══ Stored records

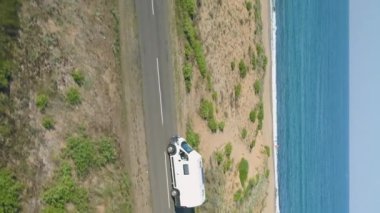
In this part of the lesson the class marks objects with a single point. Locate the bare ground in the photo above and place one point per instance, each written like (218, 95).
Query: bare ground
(226, 30)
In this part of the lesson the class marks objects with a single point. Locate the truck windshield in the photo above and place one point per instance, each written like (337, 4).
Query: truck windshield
(186, 147)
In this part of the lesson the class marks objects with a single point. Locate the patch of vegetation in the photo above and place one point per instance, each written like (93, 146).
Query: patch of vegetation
(64, 191)
(267, 151)
(78, 77)
(260, 115)
(243, 171)
(188, 75)
(228, 150)
(48, 122)
(242, 69)
(192, 137)
(215, 190)
(237, 91)
(106, 151)
(10, 192)
(221, 126)
(206, 109)
(187, 10)
(261, 58)
(248, 6)
(243, 133)
(252, 116)
(88, 154)
(213, 125)
(257, 18)
(215, 96)
(266, 173)
(82, 151)
(219, 157)
(252, 145)
(189, 52)
(42, 101)
(227, 165)
(258, 87)
(238, 195)
(5, 74)
(73, 96)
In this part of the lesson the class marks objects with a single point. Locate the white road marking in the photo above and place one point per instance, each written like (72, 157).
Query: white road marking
(159, 91)
(152, 6)
(167, 182)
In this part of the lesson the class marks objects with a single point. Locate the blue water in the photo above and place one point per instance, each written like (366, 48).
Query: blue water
(312, 93)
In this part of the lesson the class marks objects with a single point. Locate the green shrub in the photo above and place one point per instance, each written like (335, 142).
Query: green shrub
(227, 165)
(192, 137)
(189, 6)
(73, 96)
(212, 125)
(242, 69)
(189, 53)
(254, 61)
(237, 91)
(106, 151)
(252, 116)
(260, 114)
(258, 87)
(10, 192)
(42, 101)
(221, 126)
(267, 150)
(243, 171)
(228, 150)
(191, 36)
(82, 150)
(206, 110)
(244, 133)
(48, 122)
(219, 157)
(238, 195)
(65, 191)
(214, 96)
(188, 75)
(260, 125)
(5, 74)
(248, 6)
(266, 173)
(78, 77)
(252, 145)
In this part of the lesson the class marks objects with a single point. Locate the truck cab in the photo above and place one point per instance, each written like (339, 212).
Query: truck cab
(187, 174)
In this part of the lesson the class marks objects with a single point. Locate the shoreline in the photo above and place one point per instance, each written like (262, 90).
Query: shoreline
(274, 98)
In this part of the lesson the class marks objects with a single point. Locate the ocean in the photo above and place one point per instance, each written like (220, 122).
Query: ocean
(312, 105)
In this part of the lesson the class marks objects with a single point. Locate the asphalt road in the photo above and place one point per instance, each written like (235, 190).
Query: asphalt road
(158, 96)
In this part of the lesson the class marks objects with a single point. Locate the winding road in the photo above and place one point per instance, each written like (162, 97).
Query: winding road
(158, 95)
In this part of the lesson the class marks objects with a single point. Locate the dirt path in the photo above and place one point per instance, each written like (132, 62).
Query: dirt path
(134, 145)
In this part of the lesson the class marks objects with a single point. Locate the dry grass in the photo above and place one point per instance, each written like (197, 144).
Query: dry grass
(230, 32)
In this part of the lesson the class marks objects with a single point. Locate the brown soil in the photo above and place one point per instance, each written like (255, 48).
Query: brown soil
(135, 144)
(227, 32)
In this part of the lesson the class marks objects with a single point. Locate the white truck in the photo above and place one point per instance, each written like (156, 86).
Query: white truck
(186, 167)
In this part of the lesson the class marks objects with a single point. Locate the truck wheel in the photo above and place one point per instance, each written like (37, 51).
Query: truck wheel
(171, 149)
(174, 193)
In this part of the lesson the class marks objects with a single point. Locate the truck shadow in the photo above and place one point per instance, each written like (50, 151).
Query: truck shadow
(184, 210)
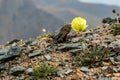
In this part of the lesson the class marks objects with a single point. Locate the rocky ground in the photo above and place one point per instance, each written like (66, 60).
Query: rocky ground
(18, 58)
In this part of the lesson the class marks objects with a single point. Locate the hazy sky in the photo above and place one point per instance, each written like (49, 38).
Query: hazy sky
(109, 2)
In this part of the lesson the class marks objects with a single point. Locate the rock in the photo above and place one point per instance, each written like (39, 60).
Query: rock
(29, 71)
(69, 46)
(2, 67)
(17, 70)
(48, 57)
(115, 45)
(37, 53)
(61, 72)
(12, 53)
(85, 69)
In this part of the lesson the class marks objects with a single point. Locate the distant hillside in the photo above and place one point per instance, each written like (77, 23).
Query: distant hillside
(68, 9)
(20, 19)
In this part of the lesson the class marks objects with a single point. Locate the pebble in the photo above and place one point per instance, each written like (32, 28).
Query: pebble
(48, 57)
(85, 69)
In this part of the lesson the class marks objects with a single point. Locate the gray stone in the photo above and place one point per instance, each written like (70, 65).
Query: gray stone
(85, 69)
(69, 46)
(35, 54)
(29, 71)
(17, 70)
(12, 53)
(61, 72)
(115, 45)
(48, 57)
(31, 42)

════

▶ _Problem details_
Give back all of the data above, line for line and unchanged, but leave out the pictures.

▶ _Exercise response_
In this part of the lesson the class marks objects with a single point. Locate the bare ground in the photo above and place one point per instance, each written like (218, 95).
Query: bare ground
(226, 30)
In this part of the lesson the class marks objects with a single point. Locate the truck windshield in the photo above and place one point per instance, each written like (337, 4).
Query: truck windshield
(186, 147)
In this part of the lesson the class marks objects with a single point. Locate the patch of vegetation in the photo above and place one point per instance, each written like (93, 146).
Query: patch of vegetation
(64, 191)
(267, 151)
(78, 77)
(260, 115)
(243, 171)
(188, 75)
(228, 150)
(48, 122)
(242, 69)
(192, 137)
(215, 190)
(237, 91)
(106, 151)
(10, 192)
(221, 126)
(206, 109)
(187, 10)
(261, 58)
(248, 6)
(243, 133)
(252, 116)
(88, 154)
(213, 125)
(257, 18)
(215, 96)
(266, 173)
(82, 151)
(219, 157)
(252, 145)
(189, 52)
(42, 101)
(227, 165)
(258, 87)
(238, 195)
(5, 74)
(73, 96)
In this part of the lesson the class marks objects with a single point. Locate the white road marking in the photo above and place one point per instance, each written like (72, 157).
Query: white road marking
(159, 91)
(152, 6)
(167, 182)
In this part of the lesson the class marks objects with a single point. Locate the blue water in the photo above and place one point per instance, each written like (366, 48).
Query: blue water
(312, 93)
In this part of the lesson the class marks objects with a single point. Locate the green shrub in the photo above and place one point per instance, each written like (335, 142).
Query: green shrub
(227, 165)
(192, 137)
(189, 6)
(73, 96)
(212, 125)
(242, 69)
(189, 53)
(254, 61)
(237, 91)
(106, 151)
(252, 116)
(260, 114)
(258, 87)
(10, 192)
(42, 101)
(221, 126)
(267, 150)
(243, 171)
(228, 150)
(191, 36)
(82, 150)
(206, 110)
(244, 133)
(48, 122)
(219, 157)
(238, 195)
(65, 191)
(214, 96)
(188, 75)
(260, 125)
(5, 74)
(248, 6)
(266, 173)
(78, 77)
(252, 145)
In this part of the lesson the class marks objects with a single point. Locate the truck cab in the photo above and place one point per instance, each written like (339, 212).
Query: truck cab
(187, 174)
In this part of the lesson the class marks objects with a single point. Locate the shoreline in the photo above and place one point per instance, each written like (262, 90).
Query: shoreline
(274, 98)
In this part of the lesson the class marks objects with a single point. Locate the ocean in the photo above and place one point per instance, each written like (220, 122).
Query: ocean
(312, 105)
In this part of the lesson the class marks objects with a single point. Locate the asphalt road in the photo above and place one point per instance, each written like (235, 190).
Query: asphalt road
(158, 96)
In this part of the lesson the class marks objects with a single point. Locate the winding road in the photo above and place one point per instance, each written like (162, 97).
Query: winding road
(158, 95)
In this part of the lesson the class marks objects with a single point. Locate the dirt path in the photo above and place one point per instance, each written like (132, 62).
Query: dirt path
(134, 145)
In this part of the lesson the class marks objects with a single point. Locate the dry grass in the photo above and place one point per instance, each written like (197, 144).
Query: dry grass
(230, 32)
In this part of the lesson the class marks objects with a single point. Locate the brown soil in the photo above and place one point per instance, each written like (255, 48).
Query: brown soil
(135, 144)
(227, 32)
In this part of the lesson the class marks objects with a single point. Locate the white truck in the photo above and place one point per instance, each written like (156, 86).
Query: white truck
(186, 167)
In this part of the lesson the class marks objects with a single point. Locate the truck wheel in the photo above and place one point per instance, each written like (37, 51).
Query: truck wheel
(171, 149)
(174, 193)
In this part of the lesson the class marks objects with a single point. Locate the truck shadow in the photo above and place one point per instance, each written like (50, 151).
Query: truck shadow
(184, 210)
In this part of the lesson the class marks objects with a single point. Locate the rocky ground in the photo above and place one point per instance, each written like (66, 60).
Query: rocky ground
(18, 58)
In this part of the lesson the class marks objects with a single point. Locate the hazy sky in the photo above and place one point per instance, each written like (49, 38).
Query: hazy sky
(109, 2)
In this part of the lesson the class marks objects with a single point. Locate the rock in the photo above and place one point per instance, each written like (39, 60).
Query: rock
(29, 71)
(69, 46)
(2, 67)
(17, 70)
(48, 57)
(115, 45)
(37, 53)
(61, 72)
(12, 53)
(85, 69)
In this part of the lesson the class marks objects with a single point. Locate the distant hillside in the photo above and place one point per instance, each written like (77, 23).
Query: distant hillside
(68, 9)
(20, 19)
In this part of the lesson the class marks objects with a single point. Locate the pebble in the photo above and place one point per instance, each written like (32, 28).
Query: pebble
(48, 57)
(85, 69)
In this part of the lesson the class marks objects with a single point. Locate the gray stone in the photo above and place one point per instance, each written like (70, 65).
Query: gray stone
(85, 69)
(69, 46)
(35, 54)
(29, 71)
(17, 70)
(12, 53)
(61, 72)
(115, 45)
(48, 57)
(31, 42)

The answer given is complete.